> **What you are asked to do**
Line by line, the entries below are to be reproduced unaltered.

..........

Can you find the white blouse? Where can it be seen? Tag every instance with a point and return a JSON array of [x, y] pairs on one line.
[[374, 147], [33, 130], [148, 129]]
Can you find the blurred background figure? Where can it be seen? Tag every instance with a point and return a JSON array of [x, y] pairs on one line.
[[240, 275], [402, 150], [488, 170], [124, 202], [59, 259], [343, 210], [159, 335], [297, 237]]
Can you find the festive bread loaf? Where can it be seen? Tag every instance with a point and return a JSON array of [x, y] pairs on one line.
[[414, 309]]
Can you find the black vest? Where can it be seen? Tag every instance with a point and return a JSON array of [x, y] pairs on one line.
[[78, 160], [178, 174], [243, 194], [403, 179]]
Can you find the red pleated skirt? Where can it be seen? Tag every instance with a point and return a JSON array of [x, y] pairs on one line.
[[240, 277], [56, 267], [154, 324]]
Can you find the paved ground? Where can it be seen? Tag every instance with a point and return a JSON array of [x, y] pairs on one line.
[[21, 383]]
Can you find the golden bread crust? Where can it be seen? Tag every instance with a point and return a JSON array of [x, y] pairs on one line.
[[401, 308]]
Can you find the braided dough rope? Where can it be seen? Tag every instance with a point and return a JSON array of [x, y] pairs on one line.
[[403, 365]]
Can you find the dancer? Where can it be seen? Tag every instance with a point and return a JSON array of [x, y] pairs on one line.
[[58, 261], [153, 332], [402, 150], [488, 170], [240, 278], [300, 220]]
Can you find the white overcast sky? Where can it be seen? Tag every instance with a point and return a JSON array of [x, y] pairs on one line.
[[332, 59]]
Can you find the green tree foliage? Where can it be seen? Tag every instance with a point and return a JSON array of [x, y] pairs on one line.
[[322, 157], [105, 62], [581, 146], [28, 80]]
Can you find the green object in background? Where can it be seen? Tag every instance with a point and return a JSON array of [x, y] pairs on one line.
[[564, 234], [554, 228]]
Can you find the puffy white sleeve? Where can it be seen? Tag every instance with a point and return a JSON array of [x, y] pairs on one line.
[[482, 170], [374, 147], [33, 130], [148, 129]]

..........

> **Response below**
Can you find the white blouse? Where can it be seen? Tag every instance with a point and return a JSON array of [x, y] pairs on one line.
[[374, 147], [33, 130], [148, 129]]
Can you find the blurred background figure? Where can it be seen? Tag every instance with a point and return a JSON array of [x, y] pairs on one line.
[[240, 275], [402, 150], [488, 170], [124, 202], [59, 259], [343, 210], [159, 335], [297, 237]]
Can you find the festive bread loaf? Where can it be seen? Tag every instance with a point and return a JSON array of [x, y] pairs on one line.
[[414, 309]]
Can you find the black vest? Where can it be seen? Tag every instance with a point and return a JSON array of [x, y] pairs on one line.
[[78, 160], [178, 174], [243, 194], [403, 179]]
Can you find the red pleated skirt? Where can it be seen? Tag every instance with a point and return a JSON array of [x, y] pairs on one line.
[[240, 277], [56, 267], [154, 324]]
Can you find the paved ground? Where can it be seen? Tag every instance with a point and return a JSON array of [x, y] pairs on one line.
[[21, 383]]
Can you find the golden bread crust? Where can it be seen? Tag every instance with a point and return a JSON array of [x, y] pairs on one line.
[[401, 308]]
Can you find the braided dough rope? Where can it be seen? Tag every instance with a point and return a JSON array of [x, y] pairs on one line.
[[403, 365]]
Can you find the dancer? Where can it be seen? Tag every instance with a point and return a JSON array of [x, y] pairs on one line.
[[58, 261], [153, 332], [402, 150], [488, 170], [240, 278], [300, 220]]
Can you find the white overcast sky? Where can it be seen? Tag every instance with a point and return a JSON array of [x, y] pairs on one line.
[[332, 59]]
Can you find the green tree foliage? Where can it be seen? Tag every instance with a point and return a JSON array of [x, y] pairs on one line.
[[322, 157], [105, 62], [581, 146], [28, 80]]
Can you find the green object in background? Where can it be seen? Tag every instance with a point and return a JSON array of [x, y] pairs on one line.
[[564, 234], [554, 228]]
Can you find the puffy white sleeve? Where can it be seen? Tag every instance with a point and return a JSON array of [x, y] pairs on one line.
[[482, 170], [374, 147], [33, 130], [148, 129]]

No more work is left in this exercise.